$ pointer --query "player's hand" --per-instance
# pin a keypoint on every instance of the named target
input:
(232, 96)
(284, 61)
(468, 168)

---

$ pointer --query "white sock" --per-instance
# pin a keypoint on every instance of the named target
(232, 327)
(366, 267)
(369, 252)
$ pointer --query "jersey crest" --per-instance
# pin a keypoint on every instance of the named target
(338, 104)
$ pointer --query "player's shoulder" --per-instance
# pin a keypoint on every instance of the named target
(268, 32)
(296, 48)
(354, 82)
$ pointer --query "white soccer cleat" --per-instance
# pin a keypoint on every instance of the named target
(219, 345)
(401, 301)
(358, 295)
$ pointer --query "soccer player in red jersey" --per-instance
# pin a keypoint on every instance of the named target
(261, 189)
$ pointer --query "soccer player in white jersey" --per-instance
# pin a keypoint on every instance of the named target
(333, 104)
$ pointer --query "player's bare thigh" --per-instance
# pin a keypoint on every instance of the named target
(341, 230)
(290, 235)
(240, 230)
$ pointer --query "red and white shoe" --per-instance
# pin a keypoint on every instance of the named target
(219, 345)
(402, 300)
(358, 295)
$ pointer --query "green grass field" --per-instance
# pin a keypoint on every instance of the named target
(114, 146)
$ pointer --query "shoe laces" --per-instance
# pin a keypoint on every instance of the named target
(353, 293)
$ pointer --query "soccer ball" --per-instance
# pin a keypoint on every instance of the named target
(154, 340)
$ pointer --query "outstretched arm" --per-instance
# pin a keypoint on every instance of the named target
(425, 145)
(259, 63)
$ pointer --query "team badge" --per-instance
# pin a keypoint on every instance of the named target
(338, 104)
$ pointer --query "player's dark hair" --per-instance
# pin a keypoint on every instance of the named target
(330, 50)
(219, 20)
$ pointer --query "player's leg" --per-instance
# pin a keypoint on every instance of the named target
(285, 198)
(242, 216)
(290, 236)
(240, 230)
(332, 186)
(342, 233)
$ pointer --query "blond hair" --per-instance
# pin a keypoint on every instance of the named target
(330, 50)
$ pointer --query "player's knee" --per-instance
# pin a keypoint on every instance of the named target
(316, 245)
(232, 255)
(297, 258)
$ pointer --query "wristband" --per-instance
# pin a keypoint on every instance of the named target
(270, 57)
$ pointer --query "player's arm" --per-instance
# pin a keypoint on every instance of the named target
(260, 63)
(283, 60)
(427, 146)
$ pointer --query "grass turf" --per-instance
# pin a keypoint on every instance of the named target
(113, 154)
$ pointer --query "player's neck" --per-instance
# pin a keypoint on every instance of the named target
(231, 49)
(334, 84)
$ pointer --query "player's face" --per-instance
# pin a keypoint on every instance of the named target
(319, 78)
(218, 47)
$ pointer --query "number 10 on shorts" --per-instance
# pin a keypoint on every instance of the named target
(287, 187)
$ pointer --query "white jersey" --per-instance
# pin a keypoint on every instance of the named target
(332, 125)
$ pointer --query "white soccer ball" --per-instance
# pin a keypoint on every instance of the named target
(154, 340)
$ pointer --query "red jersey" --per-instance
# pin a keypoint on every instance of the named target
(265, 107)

==

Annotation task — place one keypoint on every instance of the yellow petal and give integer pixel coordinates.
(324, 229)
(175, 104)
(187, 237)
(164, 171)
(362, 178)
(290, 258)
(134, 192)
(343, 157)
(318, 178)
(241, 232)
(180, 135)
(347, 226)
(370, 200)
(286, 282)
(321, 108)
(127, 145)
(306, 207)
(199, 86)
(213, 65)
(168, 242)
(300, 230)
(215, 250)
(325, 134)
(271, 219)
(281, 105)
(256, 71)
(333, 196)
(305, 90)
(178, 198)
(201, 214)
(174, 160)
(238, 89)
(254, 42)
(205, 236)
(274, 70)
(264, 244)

**What you have to do:**
Would you please state how many lines in the material hold "jersey"? The number alone will do.

**Answer below:**
5